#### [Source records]
┌──

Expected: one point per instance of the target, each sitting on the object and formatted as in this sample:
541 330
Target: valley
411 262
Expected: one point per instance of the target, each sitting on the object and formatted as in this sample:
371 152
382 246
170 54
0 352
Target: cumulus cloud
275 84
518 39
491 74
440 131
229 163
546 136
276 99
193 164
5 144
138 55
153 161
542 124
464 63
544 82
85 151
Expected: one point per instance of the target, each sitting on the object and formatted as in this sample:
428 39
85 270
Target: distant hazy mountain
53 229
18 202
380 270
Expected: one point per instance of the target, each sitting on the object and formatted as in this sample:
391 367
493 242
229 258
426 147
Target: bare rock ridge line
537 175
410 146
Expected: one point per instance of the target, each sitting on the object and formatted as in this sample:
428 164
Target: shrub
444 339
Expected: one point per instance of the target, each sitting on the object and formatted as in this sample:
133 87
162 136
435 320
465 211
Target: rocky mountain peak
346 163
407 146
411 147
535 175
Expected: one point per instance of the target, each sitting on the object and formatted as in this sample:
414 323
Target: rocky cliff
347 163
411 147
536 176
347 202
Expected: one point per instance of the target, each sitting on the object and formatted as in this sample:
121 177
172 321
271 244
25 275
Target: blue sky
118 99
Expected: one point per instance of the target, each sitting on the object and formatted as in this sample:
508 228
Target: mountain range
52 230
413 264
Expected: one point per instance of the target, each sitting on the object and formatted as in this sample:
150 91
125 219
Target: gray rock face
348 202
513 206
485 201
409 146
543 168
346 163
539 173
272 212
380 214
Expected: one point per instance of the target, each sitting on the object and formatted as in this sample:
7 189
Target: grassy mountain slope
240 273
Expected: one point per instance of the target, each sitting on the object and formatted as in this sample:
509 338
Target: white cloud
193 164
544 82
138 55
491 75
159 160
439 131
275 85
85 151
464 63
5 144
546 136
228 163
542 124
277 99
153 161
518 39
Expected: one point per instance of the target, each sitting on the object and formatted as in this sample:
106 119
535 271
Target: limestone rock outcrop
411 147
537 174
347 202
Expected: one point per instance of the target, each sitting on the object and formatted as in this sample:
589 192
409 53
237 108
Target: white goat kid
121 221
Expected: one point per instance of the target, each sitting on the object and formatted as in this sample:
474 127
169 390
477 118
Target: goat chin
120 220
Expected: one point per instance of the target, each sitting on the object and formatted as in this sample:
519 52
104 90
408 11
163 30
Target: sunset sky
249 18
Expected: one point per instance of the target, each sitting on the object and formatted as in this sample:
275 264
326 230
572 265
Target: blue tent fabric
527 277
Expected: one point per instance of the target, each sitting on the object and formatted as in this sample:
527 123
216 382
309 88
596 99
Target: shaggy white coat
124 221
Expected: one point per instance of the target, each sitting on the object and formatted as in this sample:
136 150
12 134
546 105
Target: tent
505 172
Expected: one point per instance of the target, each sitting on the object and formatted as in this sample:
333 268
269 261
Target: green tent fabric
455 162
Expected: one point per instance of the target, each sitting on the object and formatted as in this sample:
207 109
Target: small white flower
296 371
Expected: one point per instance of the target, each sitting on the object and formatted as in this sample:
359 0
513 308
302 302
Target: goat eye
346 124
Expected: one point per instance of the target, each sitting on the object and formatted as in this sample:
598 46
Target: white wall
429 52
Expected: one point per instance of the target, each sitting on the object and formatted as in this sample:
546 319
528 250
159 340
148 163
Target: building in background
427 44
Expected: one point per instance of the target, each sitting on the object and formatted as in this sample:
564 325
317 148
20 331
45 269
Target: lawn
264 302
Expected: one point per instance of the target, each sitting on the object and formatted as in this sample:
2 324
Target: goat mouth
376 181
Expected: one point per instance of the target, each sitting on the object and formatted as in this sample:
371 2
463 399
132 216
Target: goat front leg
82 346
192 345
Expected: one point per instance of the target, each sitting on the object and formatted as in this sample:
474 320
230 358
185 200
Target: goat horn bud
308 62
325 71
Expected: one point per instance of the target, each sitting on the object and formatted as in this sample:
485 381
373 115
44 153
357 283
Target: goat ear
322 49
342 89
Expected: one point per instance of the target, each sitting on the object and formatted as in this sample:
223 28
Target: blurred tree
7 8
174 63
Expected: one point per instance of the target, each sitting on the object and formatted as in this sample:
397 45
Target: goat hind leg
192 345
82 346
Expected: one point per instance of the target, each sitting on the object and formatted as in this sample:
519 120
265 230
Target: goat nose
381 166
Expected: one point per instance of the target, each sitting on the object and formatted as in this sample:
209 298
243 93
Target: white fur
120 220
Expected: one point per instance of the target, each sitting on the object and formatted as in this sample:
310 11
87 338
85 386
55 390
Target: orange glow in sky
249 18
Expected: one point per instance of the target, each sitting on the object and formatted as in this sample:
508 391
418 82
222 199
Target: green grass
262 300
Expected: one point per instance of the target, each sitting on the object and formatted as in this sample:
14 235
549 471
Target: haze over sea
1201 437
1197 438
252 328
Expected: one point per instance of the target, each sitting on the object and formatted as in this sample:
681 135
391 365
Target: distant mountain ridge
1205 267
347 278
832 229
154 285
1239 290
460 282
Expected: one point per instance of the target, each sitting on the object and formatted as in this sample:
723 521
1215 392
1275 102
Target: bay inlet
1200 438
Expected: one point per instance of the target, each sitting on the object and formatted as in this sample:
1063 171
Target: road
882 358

└──

#### [What is required]
Please reproduce every line shown above, exactly as written.

#### [Solution to the problem]
Expected: one point per instance of the target, each sitting on the object and formatted as in this sample:
541 330
Target: valley
411 262
Expected: one point per instance of the target, each sitting on the object and formatted as in this sample:
371 152
382 246
170 54
0 352
Target: cumulus cloud
275 84
518 39
491 74
440 131
229 163
546 136
276 99
193 164
5 144
138 55
153 161
542 124
464 63
544 82
85 151
Expected: one point per instance of the target, each sitting on the object and formatted as in this sample:
428 39
85 270
Target: distant hazy mountain
53 229
18 202
380 270
Expected: one point per instance of the target, each sitting on the object and formatted as in this sample:
391 367
493 242
229 258
426 147
Target: bare rock ridge line
537 175
410 146
Expected: one point per instance of the target, each sitting on the object and formatted as in this sample:
428 164
Target: shrub
444 339
Expected: one point per instance of the target, each sitting on the object and formatted as in this sample:
133 87
162 136
435 320
465 211
Target: rocky mountain peak
346 163
407 146
411 147
535 175
Expected: one point per instance of the target, each sitting on the object and formatted as in this sample:
414 323
Target: rocky cliff
347 163
411 147
536 176
347 202
Expected: one point per instance of the target, each sitting on the object and formatted as in this sample:
121 177
172 321
271 244
25 275
Target: blue sky
118 99
Expected: one point per instance of the target, each sitting on the object and formatted as in this sample:
508 228
Target: mountain range
52 230
413 264
Expected: one point per instance of the target, each sitting on the object and formatted as in this sample:
150 91
125 219
Target: gray rock face
348 202
513 206
485 201
409 146
543 168
346 163
539 173
272 212
380 214
Expected: one point per instance of the target, each sitting on the object and formatted as in this sample:
7 189
Target: grassy mountain slope
240 273
Expected: one point per instance of the target, each sitting on the object and formatted as in this sample:
509 338
Target: white cloud
193 164
544 82
138 55
491 75
159 160
439 131
275 85
85 151
464 63
5 144
546 136
228 163
542 124
277 99
153 161
518 39
Expected: one point per instance of the target, each sitting on the object and formatted as in this sample:
106 119
535 271
Target: limestone rock outcrop
411 147
537 174
347 202
Expected: one point per instance of the target, each sitting on the object and formatted as in this sample:
589 192
409 53
237 108
Target: white goat kid
121 221
Expected: one point per instance of the target, each sitting on the object and formatted as in this sample:
474 127
169 390
477 118
Target: goat chin
120 220
Expected: one point per instance of the target, each sitting on the object and formatted as in this sample:
519 52
104 90
408 11
163 30
Target: sunset sky
249 18
Expected: one point per instance of the target, each sitting on the object and formatted as in this sample:
275 264
326 230
572 265
Target: blue tent fabric
527 277
Expected: one point per instance of the target, each sitting on the object and formatted as in this sample:
527 123
216 382
309 88
596 99
Target: shaggy white coat
124 221
Expected: one point per instance of the target, each sitting on the object and formatted as in this sample:
136 150
12 134
546 105
Target: tent
505 172
Expected: one point per instance of the target, each sitting on the object and formatted as in this sample:
333 268
269 261
Target: green tent fabric
455 162
Expected: one point per instance of the target, each sitting on the object and formatted as in this sample:
207 109
Target: small white flower
296 371
Expected: one point per instance of the target, each sitting on the object and formatted as in this sample:
359 0
513 308
302 302
Target: goat eye
346 124
Expected: one point per instance of the target, each sitting on the object and formatted as in this sample:
598 46
Target: white wall
429 52
Expected: one point per instance of the target, each sitting on the object and formatted as in this sample:
546 319
528 250
159 340
148 163
Target: building in background
427 44
Expected: one point per instance of the target, each sitting on the object and formatted as in this sample:
564 325
317 148
20 331
45 269
Target: lawn
264 302
Expected: one point per instance of the target, each sitting on the object and formatted as in this sample:
2 324
Target: goat mouth
376 181
Expected: one point per instance of the target, each sitting on the object and formatted as in this sample:
371 2
463 399
132 216
Target: goat front leg
82 346
192 345
Expected: one point per instance of the target, each sitting on the object and formatted as in this sample:
474 320
230 358
185 200
Target: goat horn bud
308 62
325 71
Expected: one point per instance of the target, each sitting on the object and formatted as in this sample:
485 381
373 115
44 153
357 283
Target: goat ear
322 49
342 89
Expected: one point per instance of the target, each sitting on the object and formatted as in this sample:
223 28
Target: blurred tree
7 8
174 63
Expected: one point per instance of the target, each sitting on the object and formatted as in this sample:
397 45
Target: goat hind leg
192 345
82 346
Expected: one point per instance of the target, each sitting on the object and formatted as in this sample:
519 120
265 230
Target: goat nose
381 166
Expected: one point per instance of the target, each sitting on the object and formatted as in this sample:
209 298
243 93
Target: white fur
120 220
Expected: one point per instance of the target, each sitting on the object and formatted as in this sample:
310 11
87 338
85 386
55 390
Target: orange glow in sky
249 18
Expected: one point per instance of the target, each sitting on the object and formatted as in this sample:
508 391
418 82
222 199
Target: green grass
262 300
Expected: one point per instance of the target, each sitting on the object and formatted as in this sample:
14 235
549 471
Target: haze over sea
1201 437
1197 438
252 328
Expected: one point per instance of the target, each sitting on the object and formatted as in this sample:
681 135
391 365
Target: distant mountain ridge
1205 267
347 278
832 229
154 285
1239 290
460 282
Expected: one point per instance of the target, each sitting on the object and formatted as in this sample:
723 521
1215 392
1275 102
Target: bay inlet
1200 438
Expected: one point per instance of the target, each sitting on the object and formatted as in this sample:
1063 171
Target: road
882 358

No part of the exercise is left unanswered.